◆ To do ◆
Can you copy every one of the records below line for line, changing nothing?

◆ Records ◆
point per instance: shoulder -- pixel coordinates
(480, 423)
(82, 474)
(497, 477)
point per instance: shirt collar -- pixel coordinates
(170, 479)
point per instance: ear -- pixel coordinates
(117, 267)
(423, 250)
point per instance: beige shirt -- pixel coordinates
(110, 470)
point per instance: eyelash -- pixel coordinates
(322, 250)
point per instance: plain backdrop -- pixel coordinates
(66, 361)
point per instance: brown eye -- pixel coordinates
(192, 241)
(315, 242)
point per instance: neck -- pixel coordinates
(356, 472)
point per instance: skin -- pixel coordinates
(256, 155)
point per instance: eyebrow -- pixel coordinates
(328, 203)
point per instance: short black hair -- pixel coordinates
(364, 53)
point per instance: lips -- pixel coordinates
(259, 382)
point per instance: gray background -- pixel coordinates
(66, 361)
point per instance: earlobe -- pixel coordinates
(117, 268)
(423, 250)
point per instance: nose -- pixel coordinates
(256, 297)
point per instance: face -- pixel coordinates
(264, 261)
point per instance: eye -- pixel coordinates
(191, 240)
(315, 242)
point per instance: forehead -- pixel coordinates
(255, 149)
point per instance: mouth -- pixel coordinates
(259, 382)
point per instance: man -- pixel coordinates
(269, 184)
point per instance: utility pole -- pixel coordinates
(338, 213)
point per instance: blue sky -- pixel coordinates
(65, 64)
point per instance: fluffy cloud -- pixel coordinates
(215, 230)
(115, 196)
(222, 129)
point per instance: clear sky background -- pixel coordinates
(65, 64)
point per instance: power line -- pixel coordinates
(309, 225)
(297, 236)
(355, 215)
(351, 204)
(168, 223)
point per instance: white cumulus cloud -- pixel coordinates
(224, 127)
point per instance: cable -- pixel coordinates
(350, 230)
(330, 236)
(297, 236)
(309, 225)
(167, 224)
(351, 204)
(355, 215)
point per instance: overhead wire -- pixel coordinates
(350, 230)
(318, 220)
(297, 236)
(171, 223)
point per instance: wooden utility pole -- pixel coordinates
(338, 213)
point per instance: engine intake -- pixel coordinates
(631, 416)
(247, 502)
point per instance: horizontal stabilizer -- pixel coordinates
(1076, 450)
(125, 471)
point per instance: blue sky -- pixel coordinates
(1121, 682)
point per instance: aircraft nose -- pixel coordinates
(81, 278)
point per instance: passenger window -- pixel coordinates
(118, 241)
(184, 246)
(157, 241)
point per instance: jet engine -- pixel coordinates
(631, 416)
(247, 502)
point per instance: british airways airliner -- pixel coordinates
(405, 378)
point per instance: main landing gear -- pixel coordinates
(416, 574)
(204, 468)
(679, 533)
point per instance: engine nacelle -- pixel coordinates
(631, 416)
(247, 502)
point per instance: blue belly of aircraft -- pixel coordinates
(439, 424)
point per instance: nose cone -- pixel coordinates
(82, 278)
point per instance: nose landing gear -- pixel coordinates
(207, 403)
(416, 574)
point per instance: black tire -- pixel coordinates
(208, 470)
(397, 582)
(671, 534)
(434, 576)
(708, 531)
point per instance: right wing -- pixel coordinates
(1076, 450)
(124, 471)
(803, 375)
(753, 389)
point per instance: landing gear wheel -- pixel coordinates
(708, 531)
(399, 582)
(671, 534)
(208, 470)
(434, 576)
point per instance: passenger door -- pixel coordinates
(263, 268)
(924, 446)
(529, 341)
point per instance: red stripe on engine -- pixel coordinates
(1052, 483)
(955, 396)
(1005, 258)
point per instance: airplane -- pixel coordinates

◆ Solution ◆
point per instance: shoulder -- pixel coordinates
(480, 423)
(82, 474)
(497, 477)
point per instance: shirt collar -- pixel coordinates
(170, 479)
point per instance: ear -- pixel coordinates
(117, 267)
(423, 250)
point per instance: beige shirt -- pixel coordinates
(110, 470)
point per instance: eyelash -- pixel coordinates
(322, 250)
point per instance: plain backdrop -- pixel coordinates
(66, 361)
point per instance: brown eye -- pixel coordinates
(192, 241)
(315, 242)
point per instance: neck -- pixel coordinates
(356, 472)
point per instance: skin -- pixel coordinates
(256, 155)
point per instance: eyebrow -- pixel coordinates
(328, 203)
point per instance: short black hair -- pixel coordinates
(364, 53)
point per instance: lips -- pixel coordinates
(259, 382)
point per instance: gray background -- pixel coordinates
(66, 361)
point per instance: earlobe -- pixel coordinates
(117, 268)
(423, 250)
point per instance: nose -- pixel coordinates
(256, 297)
point per instance: face -- pixel coordinates
(264, 261)
point per instance: eye -- pixel coordinates
(191, 240)
(315, 242)
point per instance: forehead -- pixel coordinates
(255, 149)
point per instance: mouth -- pixel coordinates
(259, 382)
point per instance: man -- pixel coordinates
(269, 184)
point per instance: utility pole -- pixel coordinates
(338, 213)
point per instance: blue sky -- pixel coordinates
(65, 64)
point per instance: fluffy cloud -- pixel coordinates
(215, 230)
(115, 196)
(222, 129)
point per instance: clear sky background -- pixel coordinates
(65, 64)
point per instance: power line -- pixel coordinates
(309, 225)
(297, 236)
(355, 215)
(351, 204)
(168, 223)
point per instance: white cumulus cloud -- pixel coordinates
(224, 127)
point per instance: cable -- pixel coordinates
(350, 230)
(330, 236)
(297, 236)
(309, 225)
(167, 224)
(351, 204)
(355, 215)
point per instance: overhead wire -- pixel coordinates
(350, 230)
(318, 220)
(297, 236)
(171, 223)
point per instance: wooden utility pole -- pixel coordinates
(338, 213)
point per instance: engine intake -- pixel coordinates
(631, 416)
(247, 502)
point per instance: horizontal stabilizer -- pixel coordinates
(1076, 450)
(125, 471)
point per instance: blue sky -- pixel coordinates
(1121, 682)
point per instance: aircraft nose -- pixel coordinates
(81, 278)
point per instance: passenger window -- pixel coordinates
(118, 241)
(184, 246)
(157, 241)
point per instance: jet engine -- pixel coordinates
(631, 416)
(247, 502)
point per instance: british airways airliner -- pixel coordinates
(405, 378)
point per instance: main landing gear -- pixel coordinates
(416, 574)
(204, 468)
(679, 533)
point per instance: engine nacelle -- pixel coordinates
(631, 416)
(247, 502)
point per instance: blue belly of aircraft -- pixel coordinates
(439, 424)
point per instance: nose cone -- pixel coordinates
(82, 278)
point per instance: nose landing gear -- pixel coordinates
(207, 403)
(416, 574)
point per instance: black tire -- pixel coordinates
(208, 470)
(397, 582)
(671, 534)
(434, 576)
(708, 531)
point per instance: right wing -- pixel coordinates
(1076, 450)
(124, 471)
(803, 375)
(753, 389)
point per instance: landing gear wheel -- pixel coordinates
(708, 531)
(399, 582)
(671, 534)
(208, 470)
(434, 576)
point per instance: passenger door -- pixel coordinates
(263, 268)
(924, 446)
(529, 341)
point per instance: red stripe on engine -- pixel coordinates
(1052, 483)
(955, 396)
(1005, 258)
point per instance: airplane -- pixel coordinates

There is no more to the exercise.